__Problem description__
Could you repeat every record below exactly as written?
== Material provided ==
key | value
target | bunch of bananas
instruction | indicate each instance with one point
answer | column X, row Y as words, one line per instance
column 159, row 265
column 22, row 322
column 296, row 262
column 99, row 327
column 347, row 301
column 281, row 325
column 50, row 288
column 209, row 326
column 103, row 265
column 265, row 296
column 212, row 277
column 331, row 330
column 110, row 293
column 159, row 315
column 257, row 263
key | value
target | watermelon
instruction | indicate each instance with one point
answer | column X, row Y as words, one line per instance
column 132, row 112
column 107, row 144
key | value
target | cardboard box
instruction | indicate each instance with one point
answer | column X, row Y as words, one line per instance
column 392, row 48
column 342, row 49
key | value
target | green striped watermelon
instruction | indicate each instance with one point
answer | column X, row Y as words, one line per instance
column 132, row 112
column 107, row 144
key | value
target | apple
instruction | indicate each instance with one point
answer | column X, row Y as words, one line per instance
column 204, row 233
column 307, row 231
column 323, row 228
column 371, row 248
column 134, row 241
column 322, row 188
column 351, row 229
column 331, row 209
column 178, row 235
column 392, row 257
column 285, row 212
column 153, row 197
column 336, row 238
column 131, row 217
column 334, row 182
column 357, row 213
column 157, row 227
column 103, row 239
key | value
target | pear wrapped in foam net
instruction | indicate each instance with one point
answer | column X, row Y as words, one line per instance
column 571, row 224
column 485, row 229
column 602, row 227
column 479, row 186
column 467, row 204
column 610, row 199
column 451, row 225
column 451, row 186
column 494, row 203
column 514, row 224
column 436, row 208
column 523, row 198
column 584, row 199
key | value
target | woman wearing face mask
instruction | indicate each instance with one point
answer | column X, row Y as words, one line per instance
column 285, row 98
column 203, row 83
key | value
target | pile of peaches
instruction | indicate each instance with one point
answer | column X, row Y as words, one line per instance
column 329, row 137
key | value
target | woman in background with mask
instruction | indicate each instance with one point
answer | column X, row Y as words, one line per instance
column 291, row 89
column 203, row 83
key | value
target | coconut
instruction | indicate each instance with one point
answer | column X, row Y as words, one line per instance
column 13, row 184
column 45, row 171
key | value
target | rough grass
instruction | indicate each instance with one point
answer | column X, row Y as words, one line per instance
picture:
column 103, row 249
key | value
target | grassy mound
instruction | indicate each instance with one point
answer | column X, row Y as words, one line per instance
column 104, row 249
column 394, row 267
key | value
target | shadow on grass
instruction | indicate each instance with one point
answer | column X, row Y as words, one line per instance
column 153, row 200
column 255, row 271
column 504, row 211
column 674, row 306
===
__Response__
key | value
target | bunch of bananas
instruction | indicate each instance with one point
answer | column X, row Y as words, one line per instance
column 159, row 265
column 22, row 322
column 296, row 262
column 99, row 327
column 347, row 301
column 281, row 325
column 50, row 288
column 209, row 326
column 103, row 265
column 265, row 296
column 212, row 277
column 331, row 330
column 110, row 293
column 159, row 315
column 257, row 263
key | value
target | watermelon
instruction | indicate each instance with one point
answer | column X, row Y as words, one line per instance
column 132, row 112
column 107, row 144
key | value
target | cardboard box
instruction | indicate each instance with one point
answer | column X, row Y as words, one line per instance
column 392, row 48
column 342, row 49
key | value
target | green striped watermelon
instruction | indicate each instance with one point
answer | column X, row Y as words, one line per instance
column 132, row 112
column 107, row 144
key | value
target | apple
instruction | indicate each instance with one point
answer | column X, row Y as words, one line per instance
column 204, row 233
column 307, row 231
column 323, row 228
column 371, row 248
column 134, row 241
column 322, row 188
column 351, row 229
column 331, row 209
column 178, row 235
column 392, row 257
column 285, row 212
column 153, row 197
column 336, row 238
column 131, row 217
column 334, row 182
column 357, row 213
column 157, row 227
column 103, row 239
key | value
target | pear wrapped in foam net
instruction | indicate each instance with one point
answer | column X, row Y as words, one line per instance
column 571, row 224
column 485, row 229
column 602, row 227
column 479, row 186
column 467, row 204
column 610, row 199
column 451, row 225
column 451, row 186
column 494, row 203
column 514, row 224
column 436, row 208
column 523, row 198
column 584, row 199
key | value
target | woman wearing face mask
instruction | indicate each instance with one point
answer | column X, row Y as words, one line per instance
column 285, row 98
column 203, row 83
key | value
target | pile of peaches
instruction | indicate each instance with one point
answer | column X, row Y as words, one line per instance
column 329, row 137
key | value
target | woman in background with mask
instruction | indicate each instance with one point
answer | column X, row Y as words, one line per instance
column 291, row 89
column 203, row 83
key | value
target | coconut
instruction | indicate each instance with one point
answer | column X, row Y as words, one line per instance
column 13, row 184
column 45, row 171
key | value
target | rough grass
instruction | indicate each instance with one point
answer | column X, row Y as words, one line per instance
picture:
column 103, row 249
key | value
target | grassy mound
instruction | indicate each instance with one point
answer | column X, row Y as words, one line per instance
column 104, row 249
column 394, row 267
key | value
target | shadow on grass
instruction | indicate each instance with one point
answer | column X, row Y as words, one line per instance
column 153, row 200
column 255, row 271
column 504, row 211
column 674, row 306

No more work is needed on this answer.